══ PASSAGE

It has been July 4 in America for months

It has been July 4 in America for some months. Fireworks. Marches. Talk of revolution, and of liberty and equality. Declarations of had-it-up-to-hereness. And a reminder and resumption of our centuries-long arguments with the compromises built into our founding.

At the heart of every one of these new or renewed arguments is the sense that our existing government mechanisms for solving deep, abiding problems have proved inadequate or no longer work. And at the heart of that lies the thorny question of the very structure of our representative democracy. Today in GEN, former Obama speechwriter David Litt takes the light occasion of Hamilton, the musical, coming to Disney+ to explore one of the compromises that vexed Alexander himself and that in many ways is the defining crisis of our time: The tyranny of the minority.

“On issue after issue — gun violence prevention; climate change; taxes; responding to Covid-19 or police brutality — the states, as represented in the Senate, are standing between the will of the people and the actions of their government,” writes Litt in “The Future Alexander Hamilton Warned About Has Arrived.” Through the Electoral College and a Senate that gives the same representation to California as it does to Wyoming, which has one sixty-eighth the population, America today is a kludged democracy that no longer enacts the will of the majority.

════
══ INFORMATION

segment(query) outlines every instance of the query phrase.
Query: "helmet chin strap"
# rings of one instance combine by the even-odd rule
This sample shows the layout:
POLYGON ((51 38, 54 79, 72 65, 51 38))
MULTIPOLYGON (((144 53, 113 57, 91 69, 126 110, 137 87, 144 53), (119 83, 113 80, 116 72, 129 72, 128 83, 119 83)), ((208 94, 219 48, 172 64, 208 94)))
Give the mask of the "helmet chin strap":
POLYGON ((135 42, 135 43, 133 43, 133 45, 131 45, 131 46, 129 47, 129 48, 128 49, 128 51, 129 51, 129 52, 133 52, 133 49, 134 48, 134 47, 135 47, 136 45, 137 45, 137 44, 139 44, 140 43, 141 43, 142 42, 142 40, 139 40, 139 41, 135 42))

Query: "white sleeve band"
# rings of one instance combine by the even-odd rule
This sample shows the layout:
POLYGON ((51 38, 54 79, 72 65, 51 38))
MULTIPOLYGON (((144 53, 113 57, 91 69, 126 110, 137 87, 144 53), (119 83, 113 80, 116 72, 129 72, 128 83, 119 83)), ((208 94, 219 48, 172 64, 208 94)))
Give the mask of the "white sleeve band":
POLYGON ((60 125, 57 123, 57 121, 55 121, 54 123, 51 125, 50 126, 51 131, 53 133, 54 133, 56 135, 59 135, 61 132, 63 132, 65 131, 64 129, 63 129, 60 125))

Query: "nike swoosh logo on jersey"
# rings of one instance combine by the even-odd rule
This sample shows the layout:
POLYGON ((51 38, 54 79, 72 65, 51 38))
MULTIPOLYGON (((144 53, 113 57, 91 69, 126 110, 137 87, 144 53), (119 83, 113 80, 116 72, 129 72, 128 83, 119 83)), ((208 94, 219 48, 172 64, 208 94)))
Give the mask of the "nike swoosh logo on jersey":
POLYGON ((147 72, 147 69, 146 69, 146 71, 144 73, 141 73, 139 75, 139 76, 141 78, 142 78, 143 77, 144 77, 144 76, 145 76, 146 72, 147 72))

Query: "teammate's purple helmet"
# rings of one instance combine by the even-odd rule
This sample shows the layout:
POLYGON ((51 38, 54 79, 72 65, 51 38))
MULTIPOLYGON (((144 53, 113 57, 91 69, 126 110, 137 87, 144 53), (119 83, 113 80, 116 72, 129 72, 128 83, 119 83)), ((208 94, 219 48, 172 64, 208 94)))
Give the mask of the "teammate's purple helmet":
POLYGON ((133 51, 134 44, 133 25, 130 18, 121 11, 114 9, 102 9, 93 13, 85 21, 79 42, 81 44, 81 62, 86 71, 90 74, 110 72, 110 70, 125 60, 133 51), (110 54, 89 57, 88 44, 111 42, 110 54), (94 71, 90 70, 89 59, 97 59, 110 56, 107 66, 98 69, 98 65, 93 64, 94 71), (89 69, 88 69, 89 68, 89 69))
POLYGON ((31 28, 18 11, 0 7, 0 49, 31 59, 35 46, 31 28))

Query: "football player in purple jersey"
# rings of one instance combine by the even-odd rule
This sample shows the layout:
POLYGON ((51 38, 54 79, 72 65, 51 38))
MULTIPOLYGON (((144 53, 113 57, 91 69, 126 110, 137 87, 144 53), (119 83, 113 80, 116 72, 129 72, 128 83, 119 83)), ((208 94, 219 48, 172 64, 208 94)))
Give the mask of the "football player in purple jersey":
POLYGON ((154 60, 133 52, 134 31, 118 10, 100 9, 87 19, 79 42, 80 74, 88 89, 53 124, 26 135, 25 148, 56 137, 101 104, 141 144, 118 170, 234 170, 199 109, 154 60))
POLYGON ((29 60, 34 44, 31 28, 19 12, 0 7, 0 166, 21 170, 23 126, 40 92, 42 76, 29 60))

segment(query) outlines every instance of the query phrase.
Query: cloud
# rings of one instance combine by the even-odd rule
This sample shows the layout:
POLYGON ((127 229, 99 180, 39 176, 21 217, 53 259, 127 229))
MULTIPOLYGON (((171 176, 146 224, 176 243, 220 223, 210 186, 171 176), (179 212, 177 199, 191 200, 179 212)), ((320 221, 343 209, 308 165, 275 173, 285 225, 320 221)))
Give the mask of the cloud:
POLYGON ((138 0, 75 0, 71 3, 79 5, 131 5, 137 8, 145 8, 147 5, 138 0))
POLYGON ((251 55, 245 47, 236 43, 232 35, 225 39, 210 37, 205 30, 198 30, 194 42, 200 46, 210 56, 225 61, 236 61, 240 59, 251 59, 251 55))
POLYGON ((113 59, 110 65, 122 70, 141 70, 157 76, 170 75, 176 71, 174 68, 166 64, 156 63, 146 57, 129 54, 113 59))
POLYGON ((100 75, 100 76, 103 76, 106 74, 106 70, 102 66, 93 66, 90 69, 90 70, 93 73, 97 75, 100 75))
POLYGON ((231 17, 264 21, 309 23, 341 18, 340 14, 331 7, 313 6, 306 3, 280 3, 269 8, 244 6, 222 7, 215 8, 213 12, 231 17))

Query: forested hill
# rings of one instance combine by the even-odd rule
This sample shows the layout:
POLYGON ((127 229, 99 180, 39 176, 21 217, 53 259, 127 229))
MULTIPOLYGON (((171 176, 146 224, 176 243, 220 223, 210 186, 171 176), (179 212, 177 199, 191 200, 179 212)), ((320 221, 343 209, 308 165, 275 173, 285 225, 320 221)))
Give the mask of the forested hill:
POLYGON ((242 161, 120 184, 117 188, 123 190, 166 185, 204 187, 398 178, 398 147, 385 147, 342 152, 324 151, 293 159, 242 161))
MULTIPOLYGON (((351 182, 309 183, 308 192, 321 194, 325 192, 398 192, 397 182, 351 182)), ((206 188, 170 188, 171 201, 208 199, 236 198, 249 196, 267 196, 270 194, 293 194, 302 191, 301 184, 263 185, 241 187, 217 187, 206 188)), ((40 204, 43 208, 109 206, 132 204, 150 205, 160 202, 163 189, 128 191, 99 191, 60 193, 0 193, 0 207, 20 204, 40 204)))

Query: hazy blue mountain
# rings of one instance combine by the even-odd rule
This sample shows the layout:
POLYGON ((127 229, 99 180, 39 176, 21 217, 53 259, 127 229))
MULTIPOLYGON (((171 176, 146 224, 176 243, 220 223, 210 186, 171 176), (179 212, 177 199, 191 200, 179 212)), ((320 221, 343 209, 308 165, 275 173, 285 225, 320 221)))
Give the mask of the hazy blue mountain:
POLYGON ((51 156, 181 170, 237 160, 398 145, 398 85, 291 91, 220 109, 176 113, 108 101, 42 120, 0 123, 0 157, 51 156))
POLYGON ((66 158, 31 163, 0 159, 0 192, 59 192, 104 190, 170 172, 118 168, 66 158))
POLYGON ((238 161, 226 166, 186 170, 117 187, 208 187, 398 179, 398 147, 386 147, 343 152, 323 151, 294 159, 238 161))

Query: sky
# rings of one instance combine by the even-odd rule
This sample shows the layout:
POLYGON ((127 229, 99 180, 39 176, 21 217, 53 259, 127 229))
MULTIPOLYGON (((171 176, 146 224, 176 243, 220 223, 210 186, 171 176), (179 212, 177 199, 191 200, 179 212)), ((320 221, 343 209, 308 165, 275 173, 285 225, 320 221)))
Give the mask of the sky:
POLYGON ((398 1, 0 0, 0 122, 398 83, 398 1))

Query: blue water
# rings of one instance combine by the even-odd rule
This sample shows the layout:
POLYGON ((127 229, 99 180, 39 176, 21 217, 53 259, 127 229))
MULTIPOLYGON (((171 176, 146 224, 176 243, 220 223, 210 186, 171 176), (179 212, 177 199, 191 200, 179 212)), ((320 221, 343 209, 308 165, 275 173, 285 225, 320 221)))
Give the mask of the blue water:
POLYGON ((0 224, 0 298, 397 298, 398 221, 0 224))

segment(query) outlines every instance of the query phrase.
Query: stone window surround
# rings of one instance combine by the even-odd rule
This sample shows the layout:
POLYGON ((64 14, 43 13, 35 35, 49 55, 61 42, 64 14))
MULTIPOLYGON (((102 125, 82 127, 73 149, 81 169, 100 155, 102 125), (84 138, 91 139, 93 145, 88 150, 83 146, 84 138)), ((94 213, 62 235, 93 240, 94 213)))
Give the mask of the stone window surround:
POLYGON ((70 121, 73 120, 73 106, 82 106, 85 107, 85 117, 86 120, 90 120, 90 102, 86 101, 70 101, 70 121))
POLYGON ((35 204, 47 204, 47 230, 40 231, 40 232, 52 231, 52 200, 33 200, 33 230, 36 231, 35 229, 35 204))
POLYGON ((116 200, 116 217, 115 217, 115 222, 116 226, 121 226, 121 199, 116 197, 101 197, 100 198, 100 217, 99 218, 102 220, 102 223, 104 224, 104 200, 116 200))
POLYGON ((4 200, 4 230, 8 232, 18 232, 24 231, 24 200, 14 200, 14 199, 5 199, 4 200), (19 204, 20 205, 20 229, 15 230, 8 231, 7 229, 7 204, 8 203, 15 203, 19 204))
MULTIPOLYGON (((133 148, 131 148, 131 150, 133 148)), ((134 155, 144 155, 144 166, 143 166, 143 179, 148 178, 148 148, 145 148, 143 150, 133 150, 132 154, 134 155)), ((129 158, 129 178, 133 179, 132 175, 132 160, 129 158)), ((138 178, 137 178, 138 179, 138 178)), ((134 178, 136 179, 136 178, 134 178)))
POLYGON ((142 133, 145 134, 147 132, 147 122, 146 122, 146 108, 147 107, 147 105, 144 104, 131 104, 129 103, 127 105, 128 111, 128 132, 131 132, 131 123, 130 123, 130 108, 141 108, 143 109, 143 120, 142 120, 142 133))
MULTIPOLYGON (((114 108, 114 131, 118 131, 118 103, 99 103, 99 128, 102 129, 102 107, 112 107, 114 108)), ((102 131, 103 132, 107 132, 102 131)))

════

● **QUESTIONS ON THE MATERIAL**:
a: Using the July 4 passage, decide whether each statement agrees with it: (i) David Litt once wrote speeches for Obama. (ii) Wyoming has one-sixtieth of California's population. (iii) Hamilton, the musical, is coming to Netflix. For each, answer yes or no and quote the words of the passage that decide it.
b: In the July 4 passage, what is the title of the piece Litt writes?
c: Continue the July 4 passage about minority rule from the point where it ends.

● **YOUR RESPONSES**:
a:
(i) Yes: "former Obama speechwriter David Litt"
(ii) No: "which has one sixty-eighth the population"
(iii) No: "Hamilton, the musical, coming to Disney+"

b: "The Future Alexander Hamilton Warned About Has Arrived."

c:
“Authoritarianism looms, but we are far from helpless in the face of this threat,” writes Litt, who recommends that if Democrats retake the White House and Senate their first order of business must be D.C. statehood, to begin to right the power imbalance in a Senate whose elected Republican majority today represents more than 20 million fewer people than the Democratic minority.

Elsewhere in GEN, Jessica Valenti considers the “two different ideas of American freedom” on display in recent weeks: “While protesters are demanding the freedom for Black people to live without fear of state violence and murder, white conservatives are complaining that their freedom is being infringed upon because they can’t shop at Costco without a light piece of fabric against their face….these two Americas have always been there; but there is something jarring about watching them in tandem.”

So enjoy the day off, the burgers, the moment for reflection. I’ll be staying in as usual, watching the nightly fireworks.